ABOUT THIS EXERCISE ▸ Lines before the one with "Where can the asphalt" are left out; return that line and all that follow it, exactly, through the end of the data.

-- MATERIAL FOR THIS EXERCISE follows --

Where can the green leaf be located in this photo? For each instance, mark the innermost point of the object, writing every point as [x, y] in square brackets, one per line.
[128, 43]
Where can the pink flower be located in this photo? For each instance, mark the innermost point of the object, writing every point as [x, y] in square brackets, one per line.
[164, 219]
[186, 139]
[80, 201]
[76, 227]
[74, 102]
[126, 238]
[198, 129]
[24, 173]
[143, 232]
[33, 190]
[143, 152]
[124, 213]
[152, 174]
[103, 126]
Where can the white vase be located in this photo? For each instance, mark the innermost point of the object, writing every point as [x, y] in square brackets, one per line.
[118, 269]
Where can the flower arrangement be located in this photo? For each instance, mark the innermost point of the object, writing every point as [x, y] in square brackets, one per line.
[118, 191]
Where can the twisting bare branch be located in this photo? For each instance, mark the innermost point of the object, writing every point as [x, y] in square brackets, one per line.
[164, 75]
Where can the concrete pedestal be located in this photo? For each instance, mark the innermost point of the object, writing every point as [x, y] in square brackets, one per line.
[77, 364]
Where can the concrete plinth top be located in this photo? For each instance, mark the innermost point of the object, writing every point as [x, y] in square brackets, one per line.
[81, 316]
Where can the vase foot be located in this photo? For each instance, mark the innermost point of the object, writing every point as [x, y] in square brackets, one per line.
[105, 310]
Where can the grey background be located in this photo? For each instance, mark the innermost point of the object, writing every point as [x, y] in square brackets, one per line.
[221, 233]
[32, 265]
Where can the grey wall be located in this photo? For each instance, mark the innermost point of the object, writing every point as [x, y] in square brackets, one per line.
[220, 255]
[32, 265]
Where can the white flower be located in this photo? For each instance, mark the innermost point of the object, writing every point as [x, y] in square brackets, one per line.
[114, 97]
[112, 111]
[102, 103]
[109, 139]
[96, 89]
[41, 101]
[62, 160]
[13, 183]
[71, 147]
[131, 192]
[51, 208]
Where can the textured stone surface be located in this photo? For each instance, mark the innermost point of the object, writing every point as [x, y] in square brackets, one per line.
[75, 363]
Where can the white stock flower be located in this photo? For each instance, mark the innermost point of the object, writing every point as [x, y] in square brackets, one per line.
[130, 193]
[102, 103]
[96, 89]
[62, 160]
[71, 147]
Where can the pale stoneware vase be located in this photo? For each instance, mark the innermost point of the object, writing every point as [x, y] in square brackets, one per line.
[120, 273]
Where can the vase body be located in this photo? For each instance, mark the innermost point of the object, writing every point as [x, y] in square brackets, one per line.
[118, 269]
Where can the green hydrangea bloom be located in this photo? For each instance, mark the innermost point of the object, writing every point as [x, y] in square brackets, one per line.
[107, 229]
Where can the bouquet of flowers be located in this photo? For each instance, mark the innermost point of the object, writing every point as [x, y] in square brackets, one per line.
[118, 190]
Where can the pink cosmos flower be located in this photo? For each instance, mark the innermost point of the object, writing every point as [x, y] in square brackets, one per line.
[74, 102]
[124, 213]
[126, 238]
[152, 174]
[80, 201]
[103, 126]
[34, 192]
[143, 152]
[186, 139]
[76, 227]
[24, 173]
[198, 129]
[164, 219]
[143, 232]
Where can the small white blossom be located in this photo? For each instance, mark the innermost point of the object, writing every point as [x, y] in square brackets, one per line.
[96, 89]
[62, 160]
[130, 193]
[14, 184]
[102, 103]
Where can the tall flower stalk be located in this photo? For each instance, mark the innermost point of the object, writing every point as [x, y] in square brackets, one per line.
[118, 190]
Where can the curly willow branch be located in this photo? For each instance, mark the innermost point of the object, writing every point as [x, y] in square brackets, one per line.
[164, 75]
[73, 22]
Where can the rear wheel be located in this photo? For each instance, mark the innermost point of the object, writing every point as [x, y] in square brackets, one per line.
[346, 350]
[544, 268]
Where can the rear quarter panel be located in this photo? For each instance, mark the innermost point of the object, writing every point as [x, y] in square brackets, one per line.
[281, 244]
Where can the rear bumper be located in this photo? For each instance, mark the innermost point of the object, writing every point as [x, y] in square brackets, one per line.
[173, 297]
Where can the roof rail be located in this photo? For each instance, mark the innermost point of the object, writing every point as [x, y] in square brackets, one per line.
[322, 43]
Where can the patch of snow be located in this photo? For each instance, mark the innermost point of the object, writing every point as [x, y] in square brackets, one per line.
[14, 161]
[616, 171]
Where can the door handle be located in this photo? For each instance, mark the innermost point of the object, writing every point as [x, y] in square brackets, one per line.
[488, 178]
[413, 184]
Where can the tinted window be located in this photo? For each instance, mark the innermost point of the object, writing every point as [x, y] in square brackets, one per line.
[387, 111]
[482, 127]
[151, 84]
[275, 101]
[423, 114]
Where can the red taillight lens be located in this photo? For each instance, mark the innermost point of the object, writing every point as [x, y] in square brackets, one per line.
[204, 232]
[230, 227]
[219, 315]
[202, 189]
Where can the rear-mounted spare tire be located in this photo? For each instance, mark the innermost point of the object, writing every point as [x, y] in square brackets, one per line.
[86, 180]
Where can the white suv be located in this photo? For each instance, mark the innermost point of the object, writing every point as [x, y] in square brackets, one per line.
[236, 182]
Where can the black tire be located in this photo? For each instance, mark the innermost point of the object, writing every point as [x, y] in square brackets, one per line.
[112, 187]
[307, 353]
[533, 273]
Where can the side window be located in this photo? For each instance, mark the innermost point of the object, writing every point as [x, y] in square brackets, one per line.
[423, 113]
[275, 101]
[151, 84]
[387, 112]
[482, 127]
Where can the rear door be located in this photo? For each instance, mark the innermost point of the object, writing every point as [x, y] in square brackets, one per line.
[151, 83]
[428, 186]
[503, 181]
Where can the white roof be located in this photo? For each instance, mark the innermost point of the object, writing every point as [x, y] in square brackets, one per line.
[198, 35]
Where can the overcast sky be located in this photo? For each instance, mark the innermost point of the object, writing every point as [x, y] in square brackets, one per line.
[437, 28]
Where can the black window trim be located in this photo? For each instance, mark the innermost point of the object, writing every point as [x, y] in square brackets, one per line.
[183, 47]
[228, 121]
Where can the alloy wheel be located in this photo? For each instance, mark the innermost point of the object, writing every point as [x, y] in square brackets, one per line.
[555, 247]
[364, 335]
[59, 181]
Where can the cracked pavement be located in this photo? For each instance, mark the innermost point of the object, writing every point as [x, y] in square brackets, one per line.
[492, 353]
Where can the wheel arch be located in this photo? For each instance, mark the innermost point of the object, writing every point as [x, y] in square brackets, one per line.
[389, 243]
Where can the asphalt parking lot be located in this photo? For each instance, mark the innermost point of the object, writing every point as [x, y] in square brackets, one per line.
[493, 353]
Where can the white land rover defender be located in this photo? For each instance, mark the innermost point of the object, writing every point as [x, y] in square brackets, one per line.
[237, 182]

-- MATERIAL FOR THIS EXERCISE concluded --

RESULT BELOW ▸
Where can the asphalt parking lot be located in this photo? For each instance, mark the innermost point of the object, writing every point as [x, y] in square brackets, one per line.
[493, 353]
Where can the white land rover defender be located in this photo? For each instance, mark the innermost point of the object, writing every point as [x, y] in square brackets, one per line.
[237, 182]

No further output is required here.